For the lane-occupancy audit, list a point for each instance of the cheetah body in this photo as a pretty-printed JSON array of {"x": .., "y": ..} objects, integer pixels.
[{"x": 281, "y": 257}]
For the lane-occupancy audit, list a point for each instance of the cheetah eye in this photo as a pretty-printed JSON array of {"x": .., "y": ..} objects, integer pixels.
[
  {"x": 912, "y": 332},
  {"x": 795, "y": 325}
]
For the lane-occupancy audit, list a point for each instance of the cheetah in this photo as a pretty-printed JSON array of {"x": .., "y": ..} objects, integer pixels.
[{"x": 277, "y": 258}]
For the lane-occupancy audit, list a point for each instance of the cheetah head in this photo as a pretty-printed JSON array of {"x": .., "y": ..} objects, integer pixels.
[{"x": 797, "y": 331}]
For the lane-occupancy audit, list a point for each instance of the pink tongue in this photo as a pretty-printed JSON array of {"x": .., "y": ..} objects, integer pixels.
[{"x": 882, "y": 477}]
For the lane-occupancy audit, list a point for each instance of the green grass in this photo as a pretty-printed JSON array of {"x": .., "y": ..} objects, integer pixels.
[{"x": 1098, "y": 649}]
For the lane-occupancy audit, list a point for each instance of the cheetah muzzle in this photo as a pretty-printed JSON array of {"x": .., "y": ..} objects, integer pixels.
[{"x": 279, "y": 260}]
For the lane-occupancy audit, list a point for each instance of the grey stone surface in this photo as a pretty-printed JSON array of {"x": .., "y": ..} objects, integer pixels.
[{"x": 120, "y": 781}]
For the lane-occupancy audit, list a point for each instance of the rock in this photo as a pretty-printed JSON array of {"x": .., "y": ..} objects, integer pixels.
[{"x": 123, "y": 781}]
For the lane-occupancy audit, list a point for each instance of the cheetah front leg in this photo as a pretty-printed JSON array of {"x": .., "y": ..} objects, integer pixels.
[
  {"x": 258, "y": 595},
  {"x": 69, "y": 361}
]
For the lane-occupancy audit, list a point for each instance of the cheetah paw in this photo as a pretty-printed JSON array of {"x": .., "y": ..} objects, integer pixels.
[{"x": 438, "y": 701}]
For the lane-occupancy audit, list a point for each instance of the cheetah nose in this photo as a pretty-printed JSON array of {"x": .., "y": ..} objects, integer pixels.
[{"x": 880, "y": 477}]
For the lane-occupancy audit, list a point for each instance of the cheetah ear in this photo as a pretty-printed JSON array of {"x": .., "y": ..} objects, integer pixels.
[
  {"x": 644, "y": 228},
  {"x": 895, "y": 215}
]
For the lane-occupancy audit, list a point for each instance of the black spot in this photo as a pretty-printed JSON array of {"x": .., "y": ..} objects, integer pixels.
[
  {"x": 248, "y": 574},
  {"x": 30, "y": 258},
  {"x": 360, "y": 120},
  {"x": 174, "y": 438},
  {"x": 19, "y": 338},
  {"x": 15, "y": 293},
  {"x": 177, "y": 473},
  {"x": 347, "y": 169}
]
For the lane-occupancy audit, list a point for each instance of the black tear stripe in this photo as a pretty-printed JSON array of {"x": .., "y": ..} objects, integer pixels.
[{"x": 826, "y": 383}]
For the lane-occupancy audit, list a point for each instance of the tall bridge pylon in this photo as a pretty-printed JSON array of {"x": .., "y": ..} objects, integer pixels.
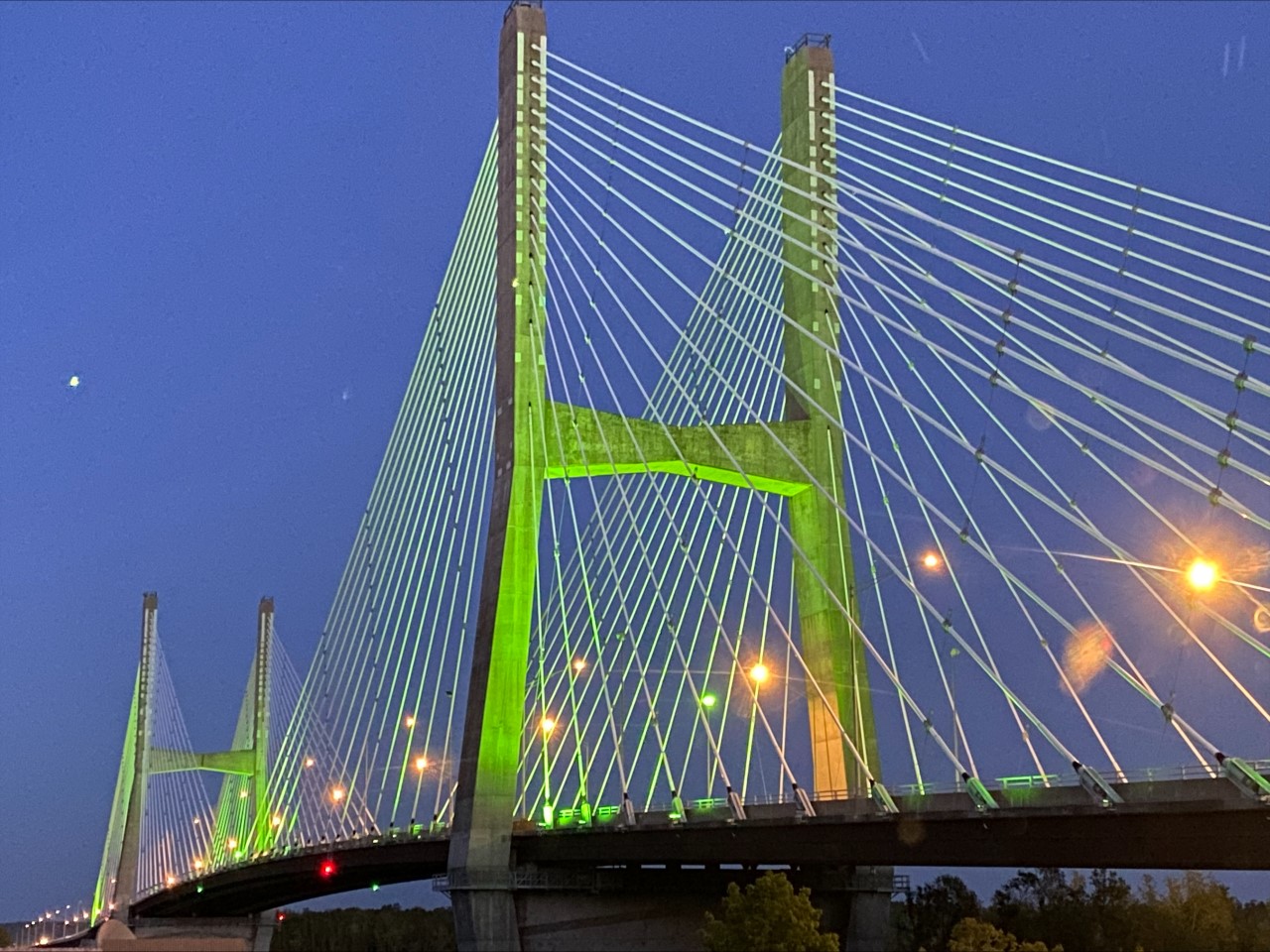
------------------------------------
Rewrite the stretch of the listing from the line containing "of the rock" through the end of the listing, swapping "lane-occupancy audit" for "habitat survey" and changing nothing else. Leave the pictures out of your answer.

For the habitat survey, list a point for each instance of the rock in this photo as a pretty-printed JSON array of {"x": .., "y": ..} objects, integer pixels.
[{"x": 123, "y": 781}]
For the habitat survey, list a point for each instance of the cheetah front leg in this photo as a pretty-printed JSON array of {"x": .., "y": ..} objects, integer pixels.
[
  {"x": 258, "y": 595},
  {"x": 69, "y": 361}
]
For the habitat survey, list a point for each instance of the cheetah paw in this photo as a pretty-printed JSON array of {"x": .., "y": ..} objects, integer pixels.
[{"x": 438, "y": 701}]
For the habitat survey, list a point for each instance of the cheetah nose in this photo as a pretty-printed JSON array of {"x": .., "y": ..} objects, integer pixels.
[{"x": 880, "y": 477}]
For the habitat survey, list a point for each instance of the cheetah ear in this photo as a pretty-printed JSON array of {"x": .., "y": ..} objects, integer pixels.
[
  {"x": 644, "y": 228},
  {"x": 895, "y": 215}
]
For the habitat survey, list a point for each instance of the black spot in this photo as a pretty-printed JSON array of {"x": .., "y": ..} objects, integer pixels.
[
  {"x": 248, "y": 574},
  {"x": 30, "y": 258},
  {"x": 360, "y": 120},
  {"x": 174, "y": 438},
  {"x": 19, "y": 338},
  {"x": 15, "y": 293},
  {"x": 177, "y": 473},
  {"x": 347, "y": 169}
]
For the habitat survey, list a point for each instance of the black tear stripe in this photo as a pretty-printed JSON array of {"x": .., "y": ..} objects, integer pixels.
[{"x": 826, "y": 383}]
For the habitat survey, list a point for each instance of the tall bridge pylon in this photo as a pretty-printed JSON array of {"x": .., "y": ..} objects, integer pixels.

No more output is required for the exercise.